Dataset material about where objects are located
* START *

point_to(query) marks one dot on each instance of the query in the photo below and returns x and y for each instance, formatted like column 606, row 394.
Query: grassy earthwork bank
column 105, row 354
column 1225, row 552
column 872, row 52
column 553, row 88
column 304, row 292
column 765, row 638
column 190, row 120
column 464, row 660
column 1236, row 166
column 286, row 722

* END *

* Task goal
Put every line of the material above into a Markdown table with the columns "Row" and "Line," numbering each line and skipping any blank lines.

* Task solution
| Row | Line |
|---|---|
| 1 | point_to(query) marks one dot on each instance of the query in the photo below and returns x and y for each instance, formatted like column 606, row 394. |
| 2 | Query: grassy earthwork bank |
| 3 | column 105, row 354 |
| 4 | column 1225, row 552 |
| 5 | column 872, row 52 |
| 6 | column 553, row 88 |
| 7 | column 304, row 292 |
| 8 | column 765, row 638 |
| 9 | column 190, row 120 |
| 10 | column 464, row 660 |
| 11 | column 1236, row 166 |
| 12 | column 286, row 722 |